(Records excerpted from a collection)
##############################
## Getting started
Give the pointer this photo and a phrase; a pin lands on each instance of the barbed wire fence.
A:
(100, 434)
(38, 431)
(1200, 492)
##############################
WHAT THE EXERCISE ASKS
Output every line of the items above as a numbered list, skipping blank lines.

PROBLEM SOLUTION
1. ## Getting started
2. Give the pointer this photo and a phrase; a pin lands on each instance of the barbed wire fence.
3. A:
4. (100, 434)
5. (38, 431)
6. (1200, 492)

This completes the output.